Exercise set
(1) Quote the stretch of the excerpt on Bill C332 from "Two local families" through "bill passed unanimously.".
(2) Print the image-entry rows verbatim, from the start of the rows through the line that contains "top-left (795, 338), bottom-right (844, 392)", including that line. Leave the pictures out.

Excerpt provided

━━━

Bill C332, which seeks to add coercive control to the Criminal Code, will have its final debate and vote this week in the House of Commons — and the families of Angie Sweeney and Caitlin Jennings will be there to support it
Brian and Suzanne Sweeney are flanked by murder victim Angie Sweeney's childhood friends Renee Buczel and Lindsay Stewart. Along with Angie's brother Brian Jr. (not pictured) the group is travelling to Ottawa this week in support of a bill that would add coercive control to the Criminal Code of Canada.

Two local families who each experienced the loss of a loved one to intimate partner violence last year are travelling to Ottawa this week to be present in the House of Commons for a key vote on the issue.

Bill C332, which seeks to add coercive control to the Criminal Code of Canada, will be debated and voted on in the House of Commons this week and the families of Angie Sweeney and Caitlin Jennings will be in the gallery with hopes it will pass.

In April, a motion by Sault Ste. Marie City Council to support the bill passed unanimously.

Rene Buczel was one of Angie Sweeney's best friends and one of the key organizers of Angie's Angels, a group created after the 41-year-old mother was killed last October in her Tancred Street home. Buczel is travelling in support of the bill with fellow Angel's member Lindsay Stewart, Angie's brother Brian Jr., as well as Angie's parents Brian and Suzanne.

Buczel said coincidentally the only other time she has ever been in Ottawa was on a road trip with Angie. 

"Now we're going on a road trip to Ottawa to hear debate and voting on a bill that would have potentially saved our best friend's life," said Buczel. "It's kind of crazy when you think about that."

The Government of Canada currently defines coercive control as an act included in intimate partner violence, but does not include coercive control as a standalone offence contained within the Criminal Code.

━━━

Image entries for named regions:
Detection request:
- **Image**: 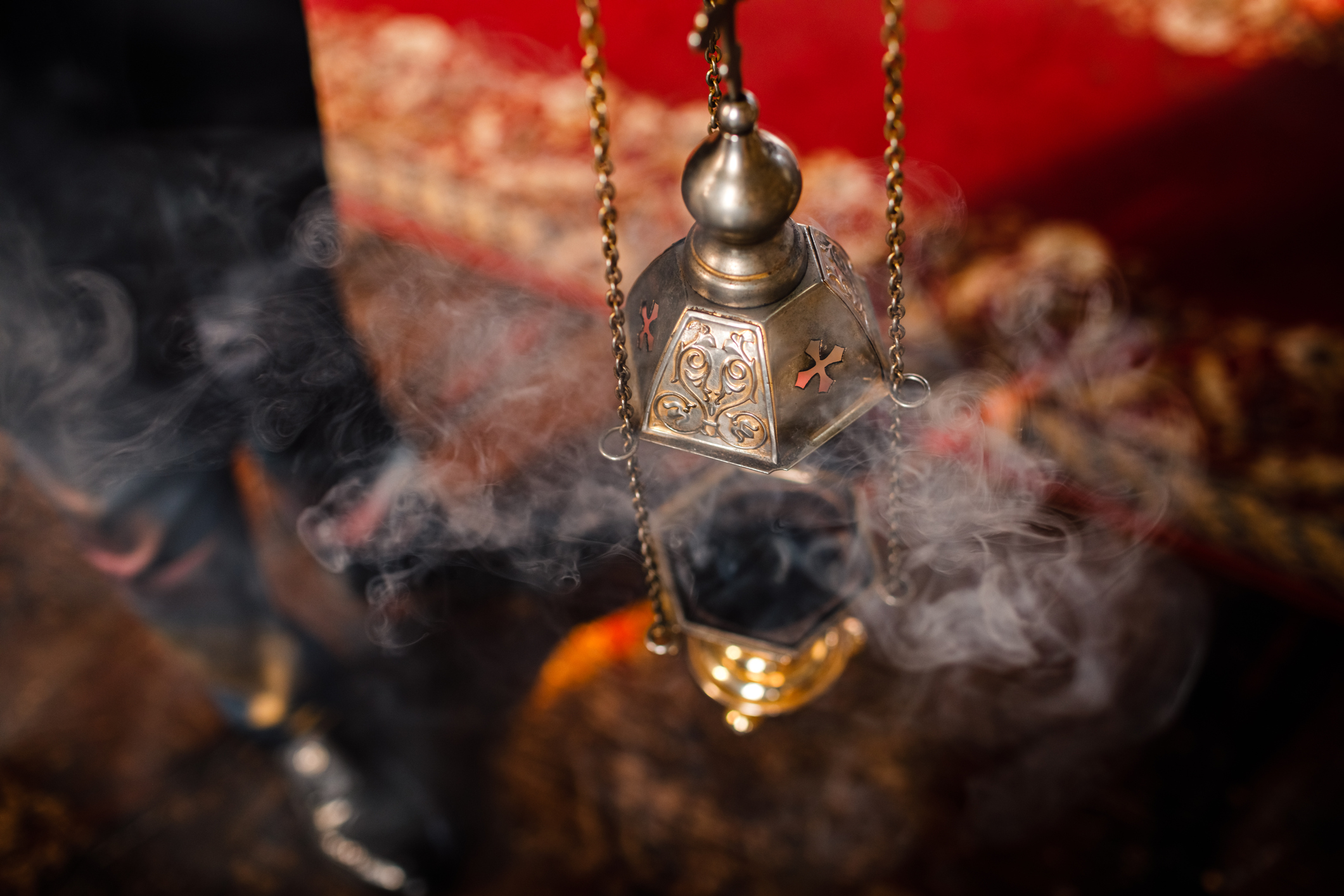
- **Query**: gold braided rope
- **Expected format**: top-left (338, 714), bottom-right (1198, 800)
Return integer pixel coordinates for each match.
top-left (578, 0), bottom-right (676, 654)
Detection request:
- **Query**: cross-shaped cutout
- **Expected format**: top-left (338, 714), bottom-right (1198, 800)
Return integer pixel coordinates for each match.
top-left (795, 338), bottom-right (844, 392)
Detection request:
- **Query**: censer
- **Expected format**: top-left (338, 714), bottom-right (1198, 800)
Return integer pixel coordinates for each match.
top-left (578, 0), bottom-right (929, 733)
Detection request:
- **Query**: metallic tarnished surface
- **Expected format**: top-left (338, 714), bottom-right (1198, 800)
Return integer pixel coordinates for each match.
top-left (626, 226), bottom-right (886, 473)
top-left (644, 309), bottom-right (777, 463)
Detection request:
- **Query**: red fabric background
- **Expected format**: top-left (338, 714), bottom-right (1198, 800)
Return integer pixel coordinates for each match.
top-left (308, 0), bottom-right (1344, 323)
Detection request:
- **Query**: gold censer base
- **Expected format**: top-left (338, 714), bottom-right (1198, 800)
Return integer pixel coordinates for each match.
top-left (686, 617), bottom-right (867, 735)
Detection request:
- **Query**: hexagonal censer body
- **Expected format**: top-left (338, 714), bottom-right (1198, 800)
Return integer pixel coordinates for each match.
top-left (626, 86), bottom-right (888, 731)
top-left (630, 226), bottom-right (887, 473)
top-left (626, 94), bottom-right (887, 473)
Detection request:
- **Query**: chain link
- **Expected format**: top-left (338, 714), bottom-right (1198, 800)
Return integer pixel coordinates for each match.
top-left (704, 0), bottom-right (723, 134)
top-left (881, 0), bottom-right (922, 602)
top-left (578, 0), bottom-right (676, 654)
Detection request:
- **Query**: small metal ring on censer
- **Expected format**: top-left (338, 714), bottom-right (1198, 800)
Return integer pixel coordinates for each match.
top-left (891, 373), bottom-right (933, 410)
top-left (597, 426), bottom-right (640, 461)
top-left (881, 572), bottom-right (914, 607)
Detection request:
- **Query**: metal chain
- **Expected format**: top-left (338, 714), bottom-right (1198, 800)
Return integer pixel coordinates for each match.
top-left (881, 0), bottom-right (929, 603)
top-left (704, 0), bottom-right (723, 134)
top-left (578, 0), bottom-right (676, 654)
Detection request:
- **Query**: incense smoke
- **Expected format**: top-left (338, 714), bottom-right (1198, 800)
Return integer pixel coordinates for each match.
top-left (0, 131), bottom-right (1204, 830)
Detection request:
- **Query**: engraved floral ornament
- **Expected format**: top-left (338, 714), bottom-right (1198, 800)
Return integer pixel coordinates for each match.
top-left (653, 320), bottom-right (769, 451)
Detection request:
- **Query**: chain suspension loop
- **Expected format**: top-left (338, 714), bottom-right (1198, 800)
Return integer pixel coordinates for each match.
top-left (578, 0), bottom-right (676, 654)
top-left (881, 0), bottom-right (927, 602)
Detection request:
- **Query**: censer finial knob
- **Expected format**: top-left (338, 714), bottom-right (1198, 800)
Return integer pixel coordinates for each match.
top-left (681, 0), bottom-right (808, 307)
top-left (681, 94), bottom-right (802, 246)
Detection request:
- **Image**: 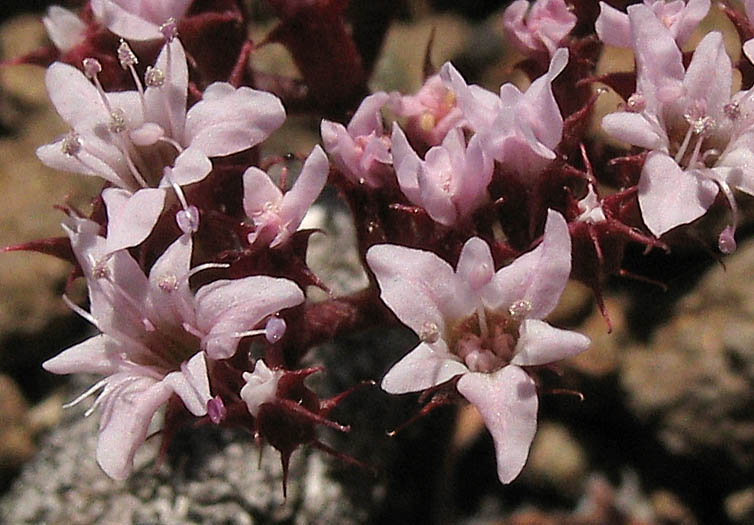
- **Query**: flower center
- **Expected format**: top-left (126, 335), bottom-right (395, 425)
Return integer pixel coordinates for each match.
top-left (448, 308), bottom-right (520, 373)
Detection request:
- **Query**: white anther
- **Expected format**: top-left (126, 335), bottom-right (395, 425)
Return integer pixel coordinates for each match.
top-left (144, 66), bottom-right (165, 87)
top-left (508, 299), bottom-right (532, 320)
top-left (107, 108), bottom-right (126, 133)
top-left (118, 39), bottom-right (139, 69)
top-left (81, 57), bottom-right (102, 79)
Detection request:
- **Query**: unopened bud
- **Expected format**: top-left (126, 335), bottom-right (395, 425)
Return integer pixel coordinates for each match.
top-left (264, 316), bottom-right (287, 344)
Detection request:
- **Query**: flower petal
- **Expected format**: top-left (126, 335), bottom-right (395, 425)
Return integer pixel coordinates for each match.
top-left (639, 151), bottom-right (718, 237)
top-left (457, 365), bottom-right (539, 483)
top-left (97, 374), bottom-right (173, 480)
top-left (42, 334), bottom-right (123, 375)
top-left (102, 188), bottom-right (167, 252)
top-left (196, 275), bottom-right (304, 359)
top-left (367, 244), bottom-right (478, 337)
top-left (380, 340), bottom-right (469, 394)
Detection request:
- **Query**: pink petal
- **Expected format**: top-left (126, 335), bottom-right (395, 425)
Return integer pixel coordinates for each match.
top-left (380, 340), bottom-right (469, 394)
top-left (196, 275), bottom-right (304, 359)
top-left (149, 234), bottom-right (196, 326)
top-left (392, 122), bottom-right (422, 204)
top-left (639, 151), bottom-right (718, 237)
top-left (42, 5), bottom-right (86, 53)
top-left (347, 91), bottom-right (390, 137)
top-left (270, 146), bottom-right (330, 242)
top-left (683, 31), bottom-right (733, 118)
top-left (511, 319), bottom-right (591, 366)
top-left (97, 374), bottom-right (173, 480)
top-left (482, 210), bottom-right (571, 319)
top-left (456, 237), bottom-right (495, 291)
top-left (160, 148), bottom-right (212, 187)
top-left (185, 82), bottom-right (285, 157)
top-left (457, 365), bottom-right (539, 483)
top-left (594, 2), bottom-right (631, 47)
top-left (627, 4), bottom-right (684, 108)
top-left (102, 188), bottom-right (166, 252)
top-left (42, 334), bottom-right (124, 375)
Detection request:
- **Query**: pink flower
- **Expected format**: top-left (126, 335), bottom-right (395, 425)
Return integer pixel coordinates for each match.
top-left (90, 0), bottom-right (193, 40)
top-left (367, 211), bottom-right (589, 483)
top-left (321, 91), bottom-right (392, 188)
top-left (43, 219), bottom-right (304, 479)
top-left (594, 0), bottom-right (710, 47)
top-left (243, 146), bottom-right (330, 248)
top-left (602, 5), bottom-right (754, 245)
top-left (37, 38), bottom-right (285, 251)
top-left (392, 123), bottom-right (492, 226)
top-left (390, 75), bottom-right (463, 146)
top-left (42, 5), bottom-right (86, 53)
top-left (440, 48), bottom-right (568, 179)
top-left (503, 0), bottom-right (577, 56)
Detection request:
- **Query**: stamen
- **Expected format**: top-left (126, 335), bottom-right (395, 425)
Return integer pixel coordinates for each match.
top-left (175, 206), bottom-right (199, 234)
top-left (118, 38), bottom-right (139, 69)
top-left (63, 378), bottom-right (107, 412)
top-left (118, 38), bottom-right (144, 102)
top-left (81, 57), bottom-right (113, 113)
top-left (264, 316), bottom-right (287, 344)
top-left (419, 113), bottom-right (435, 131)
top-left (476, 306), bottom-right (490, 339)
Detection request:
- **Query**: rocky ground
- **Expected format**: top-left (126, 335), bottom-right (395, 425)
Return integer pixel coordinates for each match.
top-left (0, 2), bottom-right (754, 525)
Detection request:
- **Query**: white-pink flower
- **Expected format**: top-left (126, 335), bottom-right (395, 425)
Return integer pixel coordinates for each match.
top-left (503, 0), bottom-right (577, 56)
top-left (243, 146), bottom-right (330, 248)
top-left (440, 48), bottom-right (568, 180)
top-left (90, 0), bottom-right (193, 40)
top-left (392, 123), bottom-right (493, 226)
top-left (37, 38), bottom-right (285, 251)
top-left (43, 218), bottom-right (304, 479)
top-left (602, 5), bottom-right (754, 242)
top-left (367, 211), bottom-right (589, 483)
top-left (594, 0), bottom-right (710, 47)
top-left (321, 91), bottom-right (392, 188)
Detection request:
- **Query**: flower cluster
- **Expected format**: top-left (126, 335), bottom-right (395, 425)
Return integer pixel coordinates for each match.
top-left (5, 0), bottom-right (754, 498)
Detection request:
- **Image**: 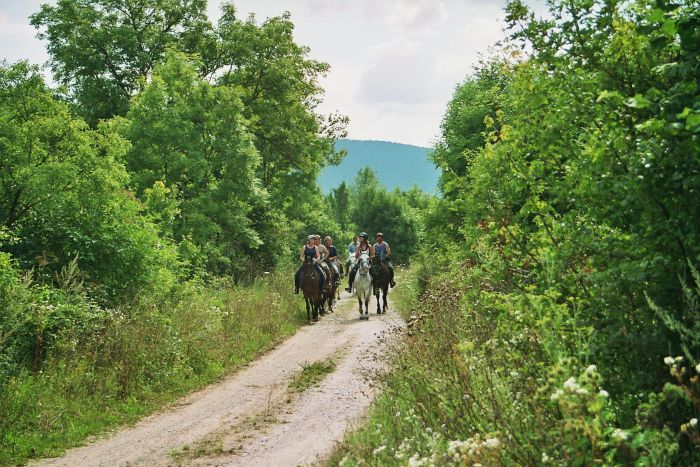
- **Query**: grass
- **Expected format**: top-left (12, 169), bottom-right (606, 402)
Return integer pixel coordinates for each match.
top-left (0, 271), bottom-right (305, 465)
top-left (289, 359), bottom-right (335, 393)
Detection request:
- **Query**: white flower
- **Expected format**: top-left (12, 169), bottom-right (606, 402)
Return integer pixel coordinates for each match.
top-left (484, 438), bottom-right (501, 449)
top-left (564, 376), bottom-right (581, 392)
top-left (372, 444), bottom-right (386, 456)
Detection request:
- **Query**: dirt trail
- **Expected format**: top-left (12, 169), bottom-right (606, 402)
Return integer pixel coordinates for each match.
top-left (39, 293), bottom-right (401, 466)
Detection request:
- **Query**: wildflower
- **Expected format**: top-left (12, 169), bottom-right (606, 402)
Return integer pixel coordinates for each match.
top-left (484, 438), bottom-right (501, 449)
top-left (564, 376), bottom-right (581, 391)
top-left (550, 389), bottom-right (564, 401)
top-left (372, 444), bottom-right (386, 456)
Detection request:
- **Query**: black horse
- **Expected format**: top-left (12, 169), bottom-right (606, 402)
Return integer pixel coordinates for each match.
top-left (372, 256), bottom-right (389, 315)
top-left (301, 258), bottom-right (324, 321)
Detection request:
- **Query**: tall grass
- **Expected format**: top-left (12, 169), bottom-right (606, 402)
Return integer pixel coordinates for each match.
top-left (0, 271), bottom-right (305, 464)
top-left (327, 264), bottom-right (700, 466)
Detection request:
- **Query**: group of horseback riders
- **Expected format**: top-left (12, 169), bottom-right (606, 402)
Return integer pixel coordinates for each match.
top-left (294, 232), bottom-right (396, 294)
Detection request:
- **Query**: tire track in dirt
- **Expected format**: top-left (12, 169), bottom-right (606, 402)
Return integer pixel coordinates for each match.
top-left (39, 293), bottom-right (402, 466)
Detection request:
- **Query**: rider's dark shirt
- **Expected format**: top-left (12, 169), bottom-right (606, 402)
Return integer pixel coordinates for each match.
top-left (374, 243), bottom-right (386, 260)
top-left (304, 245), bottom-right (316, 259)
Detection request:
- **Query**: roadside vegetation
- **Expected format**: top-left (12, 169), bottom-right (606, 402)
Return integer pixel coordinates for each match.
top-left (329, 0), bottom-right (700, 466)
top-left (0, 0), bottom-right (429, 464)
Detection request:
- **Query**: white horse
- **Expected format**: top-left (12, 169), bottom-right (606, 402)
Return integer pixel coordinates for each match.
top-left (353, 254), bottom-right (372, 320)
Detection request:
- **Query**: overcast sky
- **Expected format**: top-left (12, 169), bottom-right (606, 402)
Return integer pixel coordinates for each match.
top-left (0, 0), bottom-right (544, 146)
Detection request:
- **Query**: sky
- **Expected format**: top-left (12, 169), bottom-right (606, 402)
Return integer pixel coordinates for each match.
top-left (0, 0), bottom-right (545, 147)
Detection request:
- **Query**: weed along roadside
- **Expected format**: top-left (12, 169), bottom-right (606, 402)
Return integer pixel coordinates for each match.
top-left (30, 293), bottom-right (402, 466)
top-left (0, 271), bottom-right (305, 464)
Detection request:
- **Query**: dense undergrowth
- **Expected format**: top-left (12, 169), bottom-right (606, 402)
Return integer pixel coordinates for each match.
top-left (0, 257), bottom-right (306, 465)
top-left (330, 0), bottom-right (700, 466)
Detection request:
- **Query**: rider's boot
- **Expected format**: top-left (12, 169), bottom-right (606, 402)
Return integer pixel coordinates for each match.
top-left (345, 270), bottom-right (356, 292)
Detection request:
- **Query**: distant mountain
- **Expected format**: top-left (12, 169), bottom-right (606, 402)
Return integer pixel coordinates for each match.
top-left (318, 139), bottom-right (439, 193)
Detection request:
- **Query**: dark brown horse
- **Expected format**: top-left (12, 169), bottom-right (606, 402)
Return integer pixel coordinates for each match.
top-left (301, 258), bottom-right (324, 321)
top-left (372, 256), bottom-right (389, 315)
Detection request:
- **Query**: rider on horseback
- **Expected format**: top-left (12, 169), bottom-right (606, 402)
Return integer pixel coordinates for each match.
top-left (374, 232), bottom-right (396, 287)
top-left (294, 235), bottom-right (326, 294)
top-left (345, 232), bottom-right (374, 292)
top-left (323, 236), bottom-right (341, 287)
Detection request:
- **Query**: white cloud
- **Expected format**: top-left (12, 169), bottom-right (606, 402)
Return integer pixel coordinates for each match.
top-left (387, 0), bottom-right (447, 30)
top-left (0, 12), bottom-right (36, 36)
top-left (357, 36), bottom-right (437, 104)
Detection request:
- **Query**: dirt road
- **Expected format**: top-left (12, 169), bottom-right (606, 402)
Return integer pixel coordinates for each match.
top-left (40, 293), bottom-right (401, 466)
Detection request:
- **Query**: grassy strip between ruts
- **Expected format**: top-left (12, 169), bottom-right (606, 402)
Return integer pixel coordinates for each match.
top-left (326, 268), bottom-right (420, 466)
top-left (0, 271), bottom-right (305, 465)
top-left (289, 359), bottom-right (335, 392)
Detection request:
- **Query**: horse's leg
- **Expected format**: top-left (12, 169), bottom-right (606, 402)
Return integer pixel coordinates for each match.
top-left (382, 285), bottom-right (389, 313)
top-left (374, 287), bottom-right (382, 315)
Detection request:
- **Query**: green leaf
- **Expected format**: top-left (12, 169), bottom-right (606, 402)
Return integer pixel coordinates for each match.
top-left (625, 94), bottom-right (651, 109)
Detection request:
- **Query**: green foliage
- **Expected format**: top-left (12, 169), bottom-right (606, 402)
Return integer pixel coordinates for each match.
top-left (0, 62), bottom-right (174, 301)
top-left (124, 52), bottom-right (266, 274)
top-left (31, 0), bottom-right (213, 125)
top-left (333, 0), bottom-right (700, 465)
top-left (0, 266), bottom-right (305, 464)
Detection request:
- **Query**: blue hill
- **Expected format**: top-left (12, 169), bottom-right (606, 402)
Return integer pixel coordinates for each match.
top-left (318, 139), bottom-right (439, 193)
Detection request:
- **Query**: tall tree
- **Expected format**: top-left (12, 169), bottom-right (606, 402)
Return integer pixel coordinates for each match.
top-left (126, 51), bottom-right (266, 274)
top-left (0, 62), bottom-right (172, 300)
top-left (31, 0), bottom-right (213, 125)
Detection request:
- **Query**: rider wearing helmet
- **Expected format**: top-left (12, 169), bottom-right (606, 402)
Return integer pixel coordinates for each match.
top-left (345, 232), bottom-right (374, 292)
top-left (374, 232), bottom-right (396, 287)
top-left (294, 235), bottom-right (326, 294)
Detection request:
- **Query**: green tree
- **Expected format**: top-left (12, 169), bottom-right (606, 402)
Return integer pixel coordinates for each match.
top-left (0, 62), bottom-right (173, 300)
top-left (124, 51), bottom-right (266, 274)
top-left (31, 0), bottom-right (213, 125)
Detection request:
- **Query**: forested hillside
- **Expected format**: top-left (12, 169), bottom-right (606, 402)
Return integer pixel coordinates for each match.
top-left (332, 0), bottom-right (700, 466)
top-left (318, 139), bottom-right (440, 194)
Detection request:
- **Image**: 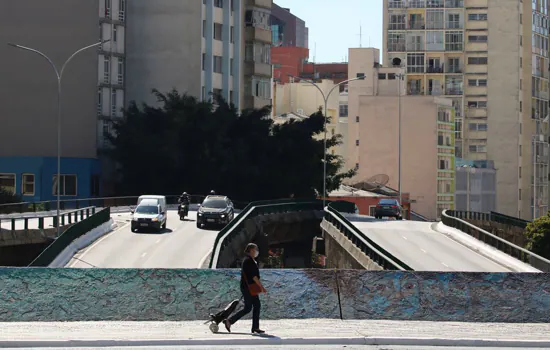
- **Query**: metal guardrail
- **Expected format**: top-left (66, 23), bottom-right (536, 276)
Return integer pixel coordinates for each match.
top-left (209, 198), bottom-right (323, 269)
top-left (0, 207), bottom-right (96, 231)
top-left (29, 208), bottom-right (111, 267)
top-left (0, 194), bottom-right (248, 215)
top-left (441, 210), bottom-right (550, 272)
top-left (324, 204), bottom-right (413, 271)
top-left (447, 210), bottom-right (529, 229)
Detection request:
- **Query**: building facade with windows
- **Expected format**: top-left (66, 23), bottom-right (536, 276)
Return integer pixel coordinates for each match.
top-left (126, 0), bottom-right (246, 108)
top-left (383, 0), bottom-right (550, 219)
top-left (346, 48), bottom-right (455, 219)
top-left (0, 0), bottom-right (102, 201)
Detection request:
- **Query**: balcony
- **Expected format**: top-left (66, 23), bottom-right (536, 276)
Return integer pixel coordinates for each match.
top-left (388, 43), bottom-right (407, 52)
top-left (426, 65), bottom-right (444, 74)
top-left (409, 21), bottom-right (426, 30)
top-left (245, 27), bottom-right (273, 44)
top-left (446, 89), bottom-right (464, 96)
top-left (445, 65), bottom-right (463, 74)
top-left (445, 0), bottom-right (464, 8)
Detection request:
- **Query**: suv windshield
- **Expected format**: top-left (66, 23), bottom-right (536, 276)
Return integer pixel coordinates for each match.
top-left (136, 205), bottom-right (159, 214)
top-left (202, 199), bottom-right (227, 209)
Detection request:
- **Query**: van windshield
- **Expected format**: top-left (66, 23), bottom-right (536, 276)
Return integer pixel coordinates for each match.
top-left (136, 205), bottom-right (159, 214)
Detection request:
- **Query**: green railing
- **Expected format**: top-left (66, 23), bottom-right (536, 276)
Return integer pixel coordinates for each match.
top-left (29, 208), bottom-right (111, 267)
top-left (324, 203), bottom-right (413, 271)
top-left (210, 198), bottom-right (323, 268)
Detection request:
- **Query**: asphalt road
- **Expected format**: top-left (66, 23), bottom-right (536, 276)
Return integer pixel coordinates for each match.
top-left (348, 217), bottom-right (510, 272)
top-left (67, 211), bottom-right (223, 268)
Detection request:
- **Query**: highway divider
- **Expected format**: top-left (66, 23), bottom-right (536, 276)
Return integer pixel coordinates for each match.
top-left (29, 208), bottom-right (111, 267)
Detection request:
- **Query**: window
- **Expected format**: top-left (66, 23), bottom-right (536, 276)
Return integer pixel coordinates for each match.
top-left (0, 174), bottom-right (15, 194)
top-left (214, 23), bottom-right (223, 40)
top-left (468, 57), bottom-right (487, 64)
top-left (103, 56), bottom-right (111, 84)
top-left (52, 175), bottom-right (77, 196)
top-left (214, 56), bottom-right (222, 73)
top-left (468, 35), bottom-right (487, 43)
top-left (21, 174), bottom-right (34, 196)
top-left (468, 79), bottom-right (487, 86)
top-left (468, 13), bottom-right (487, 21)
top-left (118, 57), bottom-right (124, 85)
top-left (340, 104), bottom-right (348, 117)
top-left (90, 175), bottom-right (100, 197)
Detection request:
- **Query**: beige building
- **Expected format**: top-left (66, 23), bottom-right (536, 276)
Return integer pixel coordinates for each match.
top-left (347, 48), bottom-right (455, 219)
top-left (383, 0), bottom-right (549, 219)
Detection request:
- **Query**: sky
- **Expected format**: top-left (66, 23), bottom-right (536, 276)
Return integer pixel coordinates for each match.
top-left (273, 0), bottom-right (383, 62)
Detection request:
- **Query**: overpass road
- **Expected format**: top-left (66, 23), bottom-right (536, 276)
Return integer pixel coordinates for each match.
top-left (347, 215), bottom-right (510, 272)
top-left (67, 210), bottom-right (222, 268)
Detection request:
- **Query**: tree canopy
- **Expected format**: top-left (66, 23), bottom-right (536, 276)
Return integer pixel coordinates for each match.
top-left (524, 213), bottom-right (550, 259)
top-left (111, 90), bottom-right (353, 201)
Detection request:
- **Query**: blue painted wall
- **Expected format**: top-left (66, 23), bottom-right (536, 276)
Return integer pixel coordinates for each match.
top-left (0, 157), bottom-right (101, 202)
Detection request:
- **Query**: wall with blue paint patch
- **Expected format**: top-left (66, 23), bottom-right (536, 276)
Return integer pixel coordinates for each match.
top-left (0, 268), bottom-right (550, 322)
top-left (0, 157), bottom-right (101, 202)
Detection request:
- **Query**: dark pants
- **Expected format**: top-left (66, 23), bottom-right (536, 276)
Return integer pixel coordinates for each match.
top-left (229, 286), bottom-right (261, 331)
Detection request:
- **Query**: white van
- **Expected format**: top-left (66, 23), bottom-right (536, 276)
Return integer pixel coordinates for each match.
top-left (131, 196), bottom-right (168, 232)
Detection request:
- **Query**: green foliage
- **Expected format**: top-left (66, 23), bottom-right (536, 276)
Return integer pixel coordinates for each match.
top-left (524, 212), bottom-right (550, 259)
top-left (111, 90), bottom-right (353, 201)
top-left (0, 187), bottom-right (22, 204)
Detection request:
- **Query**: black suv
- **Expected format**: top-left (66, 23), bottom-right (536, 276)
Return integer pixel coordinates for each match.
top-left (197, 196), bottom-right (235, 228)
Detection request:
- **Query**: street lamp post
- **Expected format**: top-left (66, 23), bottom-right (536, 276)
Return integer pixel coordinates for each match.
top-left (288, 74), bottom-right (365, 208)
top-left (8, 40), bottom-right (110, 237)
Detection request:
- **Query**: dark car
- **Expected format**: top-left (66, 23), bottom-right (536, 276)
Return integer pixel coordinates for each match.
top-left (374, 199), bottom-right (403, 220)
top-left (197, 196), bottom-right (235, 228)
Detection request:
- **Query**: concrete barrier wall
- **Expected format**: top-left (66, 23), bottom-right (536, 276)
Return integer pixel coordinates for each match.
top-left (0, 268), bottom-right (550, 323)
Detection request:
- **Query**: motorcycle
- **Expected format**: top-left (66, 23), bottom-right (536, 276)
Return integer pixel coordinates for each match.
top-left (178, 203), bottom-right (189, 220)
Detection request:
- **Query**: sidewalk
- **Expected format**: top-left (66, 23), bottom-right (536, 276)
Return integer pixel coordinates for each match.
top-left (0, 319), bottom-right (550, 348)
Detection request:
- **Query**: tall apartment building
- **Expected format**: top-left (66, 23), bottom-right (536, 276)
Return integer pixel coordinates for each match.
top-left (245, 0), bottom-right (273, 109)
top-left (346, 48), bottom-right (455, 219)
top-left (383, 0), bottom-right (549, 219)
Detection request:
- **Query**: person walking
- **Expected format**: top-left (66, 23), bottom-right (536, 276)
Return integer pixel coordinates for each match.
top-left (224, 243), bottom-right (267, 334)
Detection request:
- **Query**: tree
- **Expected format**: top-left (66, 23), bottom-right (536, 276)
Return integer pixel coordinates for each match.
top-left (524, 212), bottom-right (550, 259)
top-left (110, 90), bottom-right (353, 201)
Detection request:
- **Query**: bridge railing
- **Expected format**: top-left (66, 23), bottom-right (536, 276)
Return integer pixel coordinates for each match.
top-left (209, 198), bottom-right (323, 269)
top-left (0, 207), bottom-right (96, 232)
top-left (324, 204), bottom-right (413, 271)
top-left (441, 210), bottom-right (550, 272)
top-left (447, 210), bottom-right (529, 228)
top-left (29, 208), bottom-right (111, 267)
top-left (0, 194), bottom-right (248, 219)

━━━

Replies
(1)
Two local families who each experienced the loss of a loved one to intimate partner violence last year are travelling to Ottawa this week to be present in the House of Commons for a key vote on the issue.

Bill C332, which seeks to add coercive control to the Criminal Code of Canada, will be debated and voted on in the House of Commons this week and the families of Angie Sweeney and Caitlin Jennings will be in the gallery with hopes it will pass.

In April, a motion by Sault Ste. Marie City Council to support the bill passed unanimously.

(2)
Detection request:
- **Image**: 
- **Query**: gold braided rope
- **Expected format**: top-left (338, 714), bottom-right (1198, 800)
Return integer pixel coordinates for each match.
top-left (578, 0), bottom-right (676, 654)
Detection request:
- **Query**: cross-shaped cutout
- **Expected format**: top-left (338, 714), bottom-right (1198, 800)
Return integer pixel coordinates for each match.
top-left (795, 338), bottom-right (844, 392)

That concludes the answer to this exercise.